--- START Extract ---

Federal Trade Commission

FTC Seeks Comment on Safeguards Rule

The Federal Trade Commission is seeking public comment on Standards for Safeguarding Customer Information (the “Safeguards Rule”) as part of its systematic review of all FTC rules and guides. The Safeguards Rule, which took effect in 2003, requires financial institutions to develop, implement and maintain a comprehensive information security program for handling customer information.

The FTC seeks comments on a number of questions, including the economic impact and benefits of the Rule; possible conflict between the Rule and state, local or other federal laws or regulations; and the effect on the Rule of any technological, economic or other industry changes. The Commission vote approving the Federal Register Notice was 3-0. The notice will be published shortly and instructions for filing comments appear in the Notice. Comments must be received on or before November 7, 2016.

FTC Approves Final Order in ASUS Privacy Case

After a public comment period, the Federal Trade Commission has approved a final order resolving the Commission’s complaint against ASUSTeK Computer, Inc., charging that critical security flaws in its routers put the home networks of hundreds of thousands of consumers at risk. The settlement was first announced in February 2016. In its complaint, the FTC alleged that ASUS failed to take reasonable steps to secure the software on its routers, despite making promises to consumers about their security.

--- END Extract ---
--- START Raw data ---

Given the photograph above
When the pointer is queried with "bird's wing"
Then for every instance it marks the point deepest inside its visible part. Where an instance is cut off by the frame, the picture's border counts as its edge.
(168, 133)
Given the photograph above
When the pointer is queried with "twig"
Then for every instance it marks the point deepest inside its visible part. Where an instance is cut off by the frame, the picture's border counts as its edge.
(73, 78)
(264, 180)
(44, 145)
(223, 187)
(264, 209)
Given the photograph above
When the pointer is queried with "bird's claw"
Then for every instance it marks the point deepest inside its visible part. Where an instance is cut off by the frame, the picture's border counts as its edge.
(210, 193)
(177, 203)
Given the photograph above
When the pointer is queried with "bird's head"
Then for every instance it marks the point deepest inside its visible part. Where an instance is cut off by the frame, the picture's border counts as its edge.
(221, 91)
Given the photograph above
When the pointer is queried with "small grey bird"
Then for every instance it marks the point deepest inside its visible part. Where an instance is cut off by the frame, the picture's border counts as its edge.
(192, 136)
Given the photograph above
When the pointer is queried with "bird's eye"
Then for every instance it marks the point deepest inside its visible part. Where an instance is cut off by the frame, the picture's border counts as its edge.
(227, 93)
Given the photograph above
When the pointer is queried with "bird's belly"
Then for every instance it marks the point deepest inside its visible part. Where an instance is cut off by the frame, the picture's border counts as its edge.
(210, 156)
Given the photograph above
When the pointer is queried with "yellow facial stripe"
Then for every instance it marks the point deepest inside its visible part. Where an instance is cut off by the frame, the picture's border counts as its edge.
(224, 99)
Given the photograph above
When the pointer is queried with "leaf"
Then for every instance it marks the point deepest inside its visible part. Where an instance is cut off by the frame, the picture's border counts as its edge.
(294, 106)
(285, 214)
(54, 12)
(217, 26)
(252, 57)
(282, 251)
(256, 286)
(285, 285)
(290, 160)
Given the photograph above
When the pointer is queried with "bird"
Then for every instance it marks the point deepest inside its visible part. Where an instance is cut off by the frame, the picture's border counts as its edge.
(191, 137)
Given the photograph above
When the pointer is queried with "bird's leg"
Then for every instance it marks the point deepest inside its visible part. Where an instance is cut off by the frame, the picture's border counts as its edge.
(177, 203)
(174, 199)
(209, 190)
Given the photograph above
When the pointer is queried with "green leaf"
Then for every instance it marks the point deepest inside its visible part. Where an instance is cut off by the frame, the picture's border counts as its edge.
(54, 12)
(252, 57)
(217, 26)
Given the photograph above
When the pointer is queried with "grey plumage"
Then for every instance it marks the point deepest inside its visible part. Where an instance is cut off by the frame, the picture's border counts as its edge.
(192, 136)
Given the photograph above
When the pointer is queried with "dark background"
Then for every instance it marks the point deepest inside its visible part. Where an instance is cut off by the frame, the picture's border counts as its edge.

--- END Raw data ---

*Complete the following*:
**A.** According to the FTC news text, by what date must comments on the Safeguards Rule be received?
**B.** Print the FTC news text starting at "FTC Approves Final" and ending at "about their security.".
The entries have no connection to the FTC news text.

*Solutions for each task*:
**A.** On or before November 7, 2016.

**B.**
FTC Approves Final Order in ASUS Privacy Case

After a public comment period, the Federal Trade Commission has approved a final order resolving the Commission’s complaint against ASUSTeK Computer, Inc., charging that critical security flaws in its routers put the home networks of hundreds of thousands of consumers at risk. The settlement was first announced in February 2016. In its complaint, the FTC alleged that ASUS failed to take reasonable steps to secure the software on its routers, despite making promises to consumers about their security.